**SET PROBLEM**
Write out all of the data below again, keeping every line except the pictures. In the point that follows each "Query:" line, multiply the x and y coordinates by 1.6 and round to whole numbers, rounding halves up; leave all other numbers unchanged.

**DATA SUPPLIED**
______________________________
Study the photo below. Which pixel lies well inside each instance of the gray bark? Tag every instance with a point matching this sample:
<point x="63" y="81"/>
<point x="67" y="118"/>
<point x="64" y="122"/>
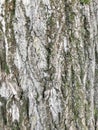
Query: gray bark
<point x="48" y="65"/>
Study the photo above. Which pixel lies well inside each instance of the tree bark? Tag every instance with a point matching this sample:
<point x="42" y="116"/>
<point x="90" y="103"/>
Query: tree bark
<point x="48" y="65"/>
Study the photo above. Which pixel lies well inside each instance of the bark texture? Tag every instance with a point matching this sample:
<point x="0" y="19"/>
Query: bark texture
<point x="48" y="64"/>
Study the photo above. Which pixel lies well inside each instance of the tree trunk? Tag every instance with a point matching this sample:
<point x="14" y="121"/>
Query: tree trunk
<point x="48" y="65"/>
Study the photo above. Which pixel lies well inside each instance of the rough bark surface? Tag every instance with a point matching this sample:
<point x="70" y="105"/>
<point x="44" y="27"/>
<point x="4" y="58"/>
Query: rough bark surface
<point x="48" y="64"/>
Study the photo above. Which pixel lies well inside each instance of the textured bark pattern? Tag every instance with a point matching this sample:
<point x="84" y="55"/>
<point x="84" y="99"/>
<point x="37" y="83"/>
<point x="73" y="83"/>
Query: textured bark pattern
<point x="48" y="65"/>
______________________________
**WRITTEN RESPONSE**
Study the photo below. Which pixel lies well inside each instance of the gray bark? Tag every instance with a point matching this sample:
<point x="63" y="81"/>
<point x="67" y="118"/>
<point x="64" y="122"/>
Query: gray bark
<point x="77" y="104"/>
Study the photo above. Which pixel lies well inside each instance of the tree bark? Tag every instance with a point matching this sample:
<point x="42" y="116"/>
<point x="90" y="103"/>
Query: tree bark
<point x="77" y="104"/>
Study the photo above. Which pixel lies well inside each instance of the bark texture? Tag every instance with a point matching this sample:
<point x="0" y="19"/>
Query: bark texture
<point x="77" y="102"/>
Study the photo above. Which pixel lies well inside each instance of the tree trunk? Tag every instance with a point matching this sample:
<point x="14" y="121"/>
Query: tree trunk
<point x="77" y="104"/>
Study the photo above. Which pixel lies well inside each instance of the rough bark surface? Tag every instance with a point matching this sample:
<point x="70" y="105"/>
<point x="44" y="27"/>
<point x="4" y="58"/>
Query: rough bark surface
<point x="77" y="102"/>
Study the photo above. Which pixel lies well inside each instance of the textured bark pattern? Tag every instance with a point matching this sample:
<point x="84" y="55"/>
<point x="84" y="99"/>
<point x="37" y="83"/>
<point x="73" y="83"/>
Query: textured bark pattern
<point x="77" y="104"/>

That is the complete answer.